- **Task brief**: Could you switch "open shelf" to "empty shelf" throughout these items, keeping everything else unchanged and leaving the pictures out?

start Provided records

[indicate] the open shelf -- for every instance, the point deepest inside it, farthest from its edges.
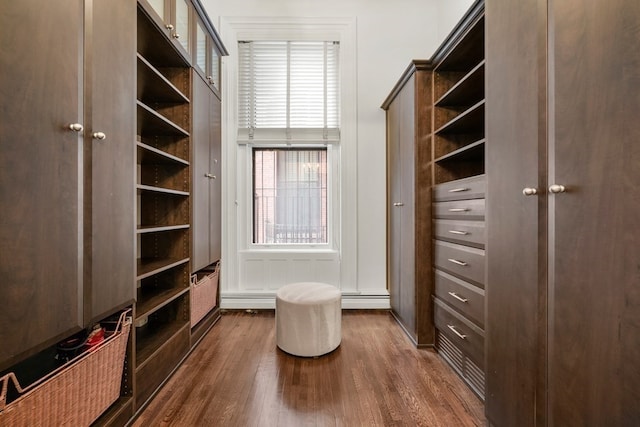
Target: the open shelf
(467, 90)
(469, 152)
(159, 329)
(150, 266)
(151, 300)
(467, 53)
(153, 86)
(151, 122)
(161, 190)
(148, 155)
(155, 229)
(470, 120)
(155, 45)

end Provided records

- **The solution**:
[indicate] the empty shelf -- for every instance, the point deepest inside it, farthest from its edges.
Target: the empty shelf
(467, 90)
(469, 152)
(159, 329)
(150, 266)
(151, 300)
(467, 53)
(153, 86)
(151, 122)
(161, 190)
(148, 155)
(155, 229)
(470, 120)
(155, 45)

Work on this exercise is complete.